Extract each line of the listing below that contains the string "petal" and copy those lines in full.

• **Collection entries**:
• • •
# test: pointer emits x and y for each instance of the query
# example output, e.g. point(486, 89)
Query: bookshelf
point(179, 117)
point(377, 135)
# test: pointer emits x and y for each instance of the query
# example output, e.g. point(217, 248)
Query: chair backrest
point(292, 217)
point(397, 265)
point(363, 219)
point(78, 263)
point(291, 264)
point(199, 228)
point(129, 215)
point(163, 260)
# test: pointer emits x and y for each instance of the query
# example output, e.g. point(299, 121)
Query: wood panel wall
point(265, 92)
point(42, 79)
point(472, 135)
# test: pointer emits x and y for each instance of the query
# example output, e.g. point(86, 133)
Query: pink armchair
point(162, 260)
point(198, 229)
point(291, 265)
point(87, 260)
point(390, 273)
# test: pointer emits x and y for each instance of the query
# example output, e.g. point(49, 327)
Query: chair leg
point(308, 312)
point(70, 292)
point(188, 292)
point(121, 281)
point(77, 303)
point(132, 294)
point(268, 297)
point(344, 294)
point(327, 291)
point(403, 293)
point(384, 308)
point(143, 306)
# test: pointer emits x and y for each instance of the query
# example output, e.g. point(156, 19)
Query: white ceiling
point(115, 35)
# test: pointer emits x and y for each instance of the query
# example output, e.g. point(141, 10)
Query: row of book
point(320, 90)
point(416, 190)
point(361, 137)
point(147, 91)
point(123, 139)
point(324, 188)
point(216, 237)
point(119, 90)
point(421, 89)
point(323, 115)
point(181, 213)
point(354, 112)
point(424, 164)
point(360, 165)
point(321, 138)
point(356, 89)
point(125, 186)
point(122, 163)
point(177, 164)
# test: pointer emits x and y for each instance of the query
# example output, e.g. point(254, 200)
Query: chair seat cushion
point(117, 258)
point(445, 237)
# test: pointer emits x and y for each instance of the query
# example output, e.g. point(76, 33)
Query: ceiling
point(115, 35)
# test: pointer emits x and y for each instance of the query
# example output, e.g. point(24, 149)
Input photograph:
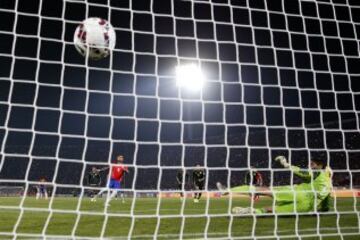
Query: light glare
point(190, 77)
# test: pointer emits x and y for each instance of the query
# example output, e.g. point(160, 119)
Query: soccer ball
point(94, 38)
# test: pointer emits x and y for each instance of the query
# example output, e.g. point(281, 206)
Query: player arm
point(103, 169)
point(304, 174)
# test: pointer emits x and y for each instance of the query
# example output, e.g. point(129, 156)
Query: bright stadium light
point(189, 76)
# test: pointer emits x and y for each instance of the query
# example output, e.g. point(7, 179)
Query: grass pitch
point(209, 218)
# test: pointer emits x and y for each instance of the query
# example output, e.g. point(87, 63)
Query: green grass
point(64, 219)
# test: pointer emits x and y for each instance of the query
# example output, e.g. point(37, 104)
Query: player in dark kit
point(181, 181)
point(94, 179)
point(199, 176)
point(41, 191)
point(254, 178)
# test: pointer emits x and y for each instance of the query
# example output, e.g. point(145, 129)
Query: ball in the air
point(94, 38)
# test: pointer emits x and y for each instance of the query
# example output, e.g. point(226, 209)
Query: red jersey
point(117, 172)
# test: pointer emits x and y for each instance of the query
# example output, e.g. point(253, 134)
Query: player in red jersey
point(117, 175)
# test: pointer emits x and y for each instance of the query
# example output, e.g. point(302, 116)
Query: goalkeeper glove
point(282, 160)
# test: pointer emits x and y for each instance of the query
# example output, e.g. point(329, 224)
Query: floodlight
point(190, 77)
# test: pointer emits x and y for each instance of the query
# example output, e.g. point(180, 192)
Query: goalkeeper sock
point(259, 210)
point(244, 189)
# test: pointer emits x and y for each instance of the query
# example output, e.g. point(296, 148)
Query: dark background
point(282, 78)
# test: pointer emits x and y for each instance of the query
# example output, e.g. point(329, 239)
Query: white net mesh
point(281, 79)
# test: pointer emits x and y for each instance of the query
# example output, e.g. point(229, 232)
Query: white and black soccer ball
point(94, 38)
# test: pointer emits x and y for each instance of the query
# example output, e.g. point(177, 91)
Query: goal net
point(281, 78)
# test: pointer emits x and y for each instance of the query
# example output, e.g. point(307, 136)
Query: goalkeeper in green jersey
point(312, 195)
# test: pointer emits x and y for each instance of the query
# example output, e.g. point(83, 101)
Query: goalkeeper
point(312, 195)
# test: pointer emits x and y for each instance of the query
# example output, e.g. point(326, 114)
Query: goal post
point(218, 88)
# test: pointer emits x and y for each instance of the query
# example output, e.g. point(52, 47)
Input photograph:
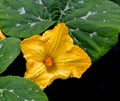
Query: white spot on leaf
point(11, 90)
point(93, 34)
point(81, 1)
point(0, 45)
point(1, 92)
point(17, 24)
point(39, 2)
point(21, 10)
point(31, 24)
point(88, 15)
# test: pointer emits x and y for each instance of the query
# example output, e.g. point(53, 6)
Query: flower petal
point(33, 48)
point(2, 36)
point(56, 40)
point(75, 59)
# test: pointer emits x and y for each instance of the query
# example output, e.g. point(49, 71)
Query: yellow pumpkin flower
point(53, 55)
point(2, 36)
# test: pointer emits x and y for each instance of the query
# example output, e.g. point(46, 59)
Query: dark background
point(101, 80)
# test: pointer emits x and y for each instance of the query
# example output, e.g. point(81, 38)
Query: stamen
point(48, 62)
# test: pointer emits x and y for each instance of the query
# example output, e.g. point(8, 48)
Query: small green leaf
point(24, 18)
point(14, 88)
point(9, 50)
point(94, 26)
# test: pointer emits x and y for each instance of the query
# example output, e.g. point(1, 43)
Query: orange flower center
point(48, 61)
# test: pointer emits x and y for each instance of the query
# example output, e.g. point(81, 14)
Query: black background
point(101, 80)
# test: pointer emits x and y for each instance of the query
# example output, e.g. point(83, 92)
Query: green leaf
point(9, 50)
point(94, 26)
point(14, 88)
point(24, 18)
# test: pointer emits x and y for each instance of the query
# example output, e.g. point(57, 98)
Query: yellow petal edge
point(2, 36)
point(53, 55)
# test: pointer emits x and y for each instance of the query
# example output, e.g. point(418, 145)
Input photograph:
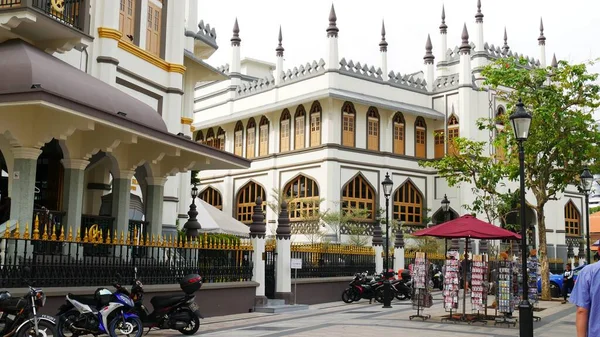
• • •
• **REPLY TO THE EXERCISE**:
Query: flower petal
Query: yellow petal edge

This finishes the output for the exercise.